** PROBLEM DESCRIPTION **
The data below contains pictures, which are to be skipped; the lines starting at the line with "Note to the class: find the safety" and ending at the line with "Note to the class: find the lamp" are to be output exactly, both ends included.

** RECORDS SUPPLIED **
§
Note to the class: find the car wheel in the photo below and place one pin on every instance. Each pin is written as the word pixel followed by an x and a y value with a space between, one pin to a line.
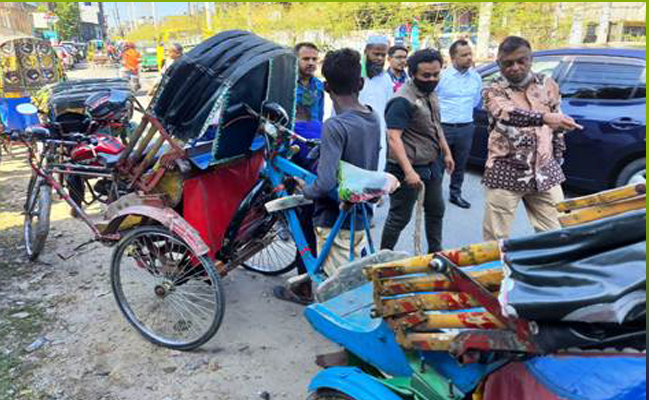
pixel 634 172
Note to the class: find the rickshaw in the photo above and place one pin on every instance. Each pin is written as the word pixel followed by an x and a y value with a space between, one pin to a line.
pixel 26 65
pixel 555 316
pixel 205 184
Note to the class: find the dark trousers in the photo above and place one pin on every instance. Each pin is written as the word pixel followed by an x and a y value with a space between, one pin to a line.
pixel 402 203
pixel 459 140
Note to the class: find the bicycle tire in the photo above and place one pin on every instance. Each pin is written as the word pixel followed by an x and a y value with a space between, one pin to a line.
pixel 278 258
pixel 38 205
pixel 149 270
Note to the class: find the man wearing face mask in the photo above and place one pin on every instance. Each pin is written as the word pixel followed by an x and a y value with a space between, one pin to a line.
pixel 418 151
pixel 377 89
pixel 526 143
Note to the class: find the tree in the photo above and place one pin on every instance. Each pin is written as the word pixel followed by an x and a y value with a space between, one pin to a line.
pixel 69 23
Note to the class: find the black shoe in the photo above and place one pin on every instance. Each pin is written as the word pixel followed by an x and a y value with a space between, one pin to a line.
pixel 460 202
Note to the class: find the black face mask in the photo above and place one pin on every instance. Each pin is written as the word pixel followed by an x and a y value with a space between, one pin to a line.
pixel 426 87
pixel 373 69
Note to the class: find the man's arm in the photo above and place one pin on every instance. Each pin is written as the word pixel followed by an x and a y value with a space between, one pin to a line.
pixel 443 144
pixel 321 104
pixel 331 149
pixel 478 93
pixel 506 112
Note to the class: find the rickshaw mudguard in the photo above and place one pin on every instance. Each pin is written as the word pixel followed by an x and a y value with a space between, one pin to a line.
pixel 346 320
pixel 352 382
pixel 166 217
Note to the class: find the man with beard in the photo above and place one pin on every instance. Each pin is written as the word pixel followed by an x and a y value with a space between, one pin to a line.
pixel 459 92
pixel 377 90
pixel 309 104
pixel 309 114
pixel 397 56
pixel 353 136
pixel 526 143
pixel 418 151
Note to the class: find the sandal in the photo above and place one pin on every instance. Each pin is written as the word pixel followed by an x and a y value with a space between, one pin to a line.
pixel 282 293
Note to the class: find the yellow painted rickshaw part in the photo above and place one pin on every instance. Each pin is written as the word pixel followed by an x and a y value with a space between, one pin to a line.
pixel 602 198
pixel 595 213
§
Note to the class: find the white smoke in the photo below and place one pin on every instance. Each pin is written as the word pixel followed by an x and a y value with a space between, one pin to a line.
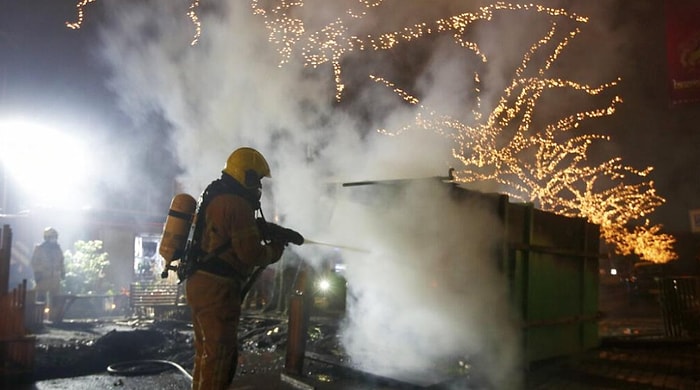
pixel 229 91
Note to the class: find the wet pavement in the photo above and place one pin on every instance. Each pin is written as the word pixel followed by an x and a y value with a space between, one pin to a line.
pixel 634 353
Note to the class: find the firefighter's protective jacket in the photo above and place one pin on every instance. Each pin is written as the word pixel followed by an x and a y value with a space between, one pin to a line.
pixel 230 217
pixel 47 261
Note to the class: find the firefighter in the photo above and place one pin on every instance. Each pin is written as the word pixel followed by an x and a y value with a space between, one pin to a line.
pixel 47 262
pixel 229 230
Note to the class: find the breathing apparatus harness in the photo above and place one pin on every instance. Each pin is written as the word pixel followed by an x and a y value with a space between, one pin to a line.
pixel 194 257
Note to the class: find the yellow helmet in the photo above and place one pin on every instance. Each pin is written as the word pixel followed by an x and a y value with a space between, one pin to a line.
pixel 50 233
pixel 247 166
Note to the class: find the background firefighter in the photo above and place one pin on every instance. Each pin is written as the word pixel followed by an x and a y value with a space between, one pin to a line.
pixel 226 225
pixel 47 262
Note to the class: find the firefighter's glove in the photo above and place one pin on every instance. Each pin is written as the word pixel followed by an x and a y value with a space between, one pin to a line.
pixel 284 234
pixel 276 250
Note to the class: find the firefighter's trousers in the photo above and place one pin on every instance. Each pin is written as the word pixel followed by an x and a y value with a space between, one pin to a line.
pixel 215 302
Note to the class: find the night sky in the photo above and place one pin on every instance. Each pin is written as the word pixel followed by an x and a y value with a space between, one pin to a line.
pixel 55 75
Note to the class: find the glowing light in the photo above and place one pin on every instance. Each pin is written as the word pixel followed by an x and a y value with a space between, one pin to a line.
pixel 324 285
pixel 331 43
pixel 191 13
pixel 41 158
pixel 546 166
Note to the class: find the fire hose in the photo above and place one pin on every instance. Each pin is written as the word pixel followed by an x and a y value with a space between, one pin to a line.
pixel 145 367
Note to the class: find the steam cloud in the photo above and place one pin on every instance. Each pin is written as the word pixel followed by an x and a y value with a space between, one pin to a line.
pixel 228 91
§
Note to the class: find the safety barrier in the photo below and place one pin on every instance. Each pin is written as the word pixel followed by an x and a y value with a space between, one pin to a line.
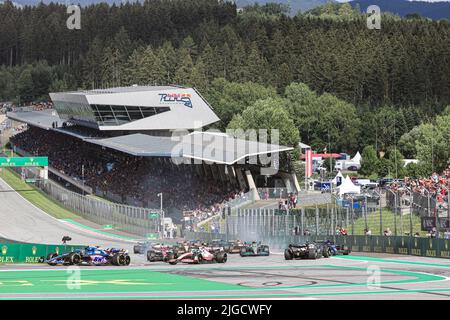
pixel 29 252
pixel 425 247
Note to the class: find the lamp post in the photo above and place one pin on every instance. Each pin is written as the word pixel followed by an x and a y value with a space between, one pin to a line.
§
** WORKED SOLUTION **
Note to the class: find the safety barrier in the photo below and place one pin on every instance. Each pin is written as the word pixel followed by an x and a y value with a space between, one pin to a line.
pixel 29 252
pixel 425 247
Note to the class: find the lamp post in the photo above and place one pin on every instance. Each pin is written as the word pixel followed by an x and a y value with a space between, one pin to a line.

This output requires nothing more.